◆ Excerpt provided:
An important factor to bear in mind here is that place names relate to their judgment date, as well as geographical area. Many of the locations previously formed part of British colonies that have since become independent, with the result that names and boundaries have changed over time. Therefore, I had to be sensitive to each location's historical and political context and ensure that I was inputting e.g. the region and country that a city was in on each specific judgment date.

In addition to the ‘Country of Origin’ field, the spreadsheet included latitude and longitude coordinates for each location. Following an excellent and very straightforward tutorial, I used these coordinates to create a map of all cases using Google Fusion Tables:

While this map shows the geographic distribution of JCPC cases, there are some issues. Firstly, multiple judgments (sometimes hundreds or thousands) originated from the same court, and therefore have the same latitude and longitude coordinates. This means that on the map they appear exactly on top of each other and it's only possible to view the details of the top 'pin', no matter how far you zoom in. As noted in a previous blog post, a map like this is already used by the Institute of Advanced Legal Studies (IALS); however, as it is being used here to display a curated subset of judgments, the issue of multiple judgments per location does not apply. Secondly, it only includes modern place names, which it does not seem to be possible to remove.

I then tried using Tableau Public to see if it could be used to visualise the data in a more accurate way. After following a tutorial, I produced a map that used the updated ‘Country’ field (with the latitude and longitude detected by Tableau) to show each country where judgments originated. These are colour coded in a ‘heatmap’ style, where ‘hotter’ colours like red represent a higher number of cases than ‘colder’ colours such as blue.

This map is a good indicator of the relative number of judgments that originated in each country. However, Tableau (understandably and unsurprisingly) uses the modern coordinates for these countries, and therefore does not accurately reflect their geographical extent when the judgments took place (e.g. the geographical area represented by ‘India’ in much of the dataset was considerably larger than the geographical area we know as India today). Additionally, much of the nuance in the colour coding is lost because the number of judgments originating from India (3,604, or 41.4%) are far greater than that from any other country. This is illustrated by a pie chart created using Google Fusion Tables:

Using Tableau again, I thought it would also be helpful to go to the level of detail provided by the latitude and longitude already included in the dataset. This produced a map that is more attractive and informative than the Google Fusion Tables example, in terms of the number of judgments from each set of coordinates.

The main issue with this map is that it still doesn't provide a way in to the data. There are 'info boxes' that appear when you hover over a dot, but these can be misleading as they contain combined information from multiple cases, e.g. if one of the cases includes a court, this court is included in the info box as if it applies to all the cases at that point. Ideally what I'd like here would be for each info box to link to a list of cases that originated at the relevant location, including their judgment number and year, to facilitate ordering and retrieval of the physical copy at the British Library. Additionally, each judgment would link to the digitised documents for that case held by the British and Irish Legal Information Institute (BAILII). However, this is unlikely to be the kind of functionality Tableau was designed for - it seems to be more for overarching visualisations than to be used as a discovery tool.

◆ Provided material:
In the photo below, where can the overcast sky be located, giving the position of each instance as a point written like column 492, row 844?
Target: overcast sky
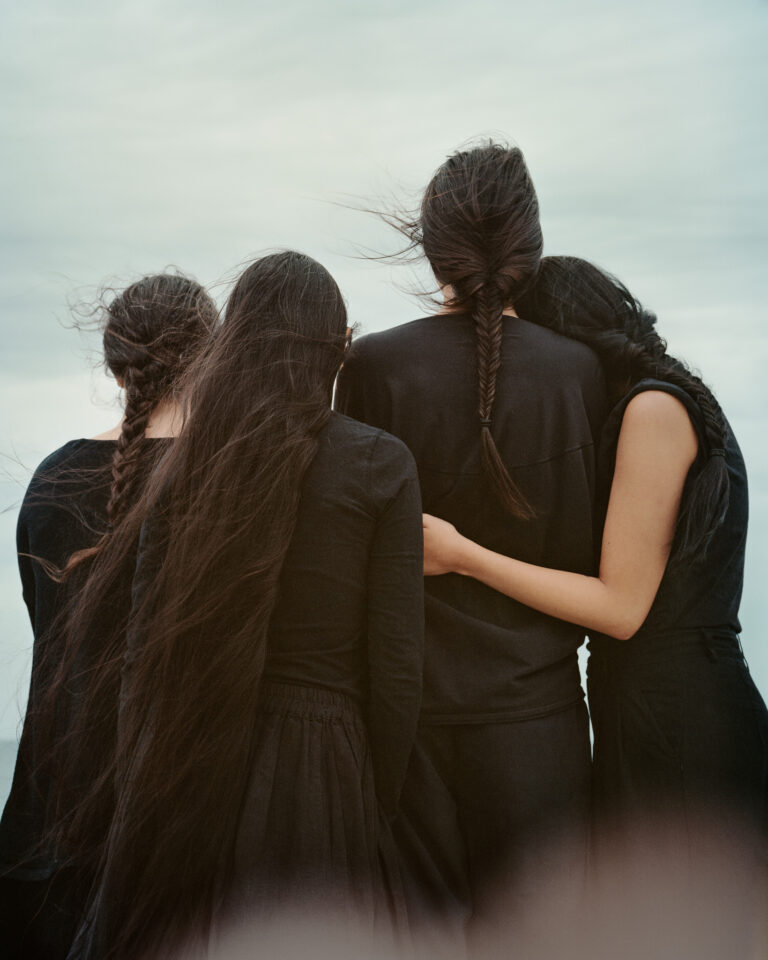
column 146, row 133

◆ What this exercise asks:
1) Please list every institution that the excerpt on mapping JCPC judgments names in full.
2) Transcribe the portion of the excerpt on mapping JCPC judgments that opens with the words containing "I then tried" and closes with "such as blue.".
The material comes from a source unrelated to the excerpt on mapping JCPC judgments.

◆ Complete answers:
1)
Institute of Advanced Legal Studies (IALS)
British Library
British and Irish Legal Information Institute (BAILII)

2)
I then tried using Tableau Public to see if it could be used to visualise the data in a more accurate way. After following a tutorial, I produced a map that used the updated ‘Country’ field (with the latitude and longitude detected by Tableau) to show each country where judgments originated. These are colour coded in a ‘heatmap’ style, where ‘hotter’ colours like red represent a higher number of cases than ‘colder’ colours such as blue.